> **What is expected**: From the entries below, pull out the lines that begin at the one containing "In this exercise you will indicate the dark" and end at the one containing "point(36, 246)", both included. Copy them word for word.

[Records from a data source]
━━━━━━━━
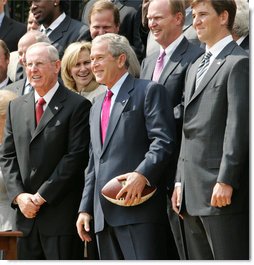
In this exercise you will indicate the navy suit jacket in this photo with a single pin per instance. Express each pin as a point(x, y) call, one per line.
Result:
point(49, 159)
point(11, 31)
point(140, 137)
━━━━━━━━
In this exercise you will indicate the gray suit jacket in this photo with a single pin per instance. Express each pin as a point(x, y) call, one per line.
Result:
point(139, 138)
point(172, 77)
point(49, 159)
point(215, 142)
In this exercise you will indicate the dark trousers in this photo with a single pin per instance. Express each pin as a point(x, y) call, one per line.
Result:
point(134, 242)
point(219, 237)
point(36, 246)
━━━━━━━━
> **The reply**:
In this exercise you will indicate the dark trousers in this photo with a single pin per instance. Express each pin as a point(x, y) call, one per line.
Result:
point(134, 242)
point(219, 237)
point(36, 246)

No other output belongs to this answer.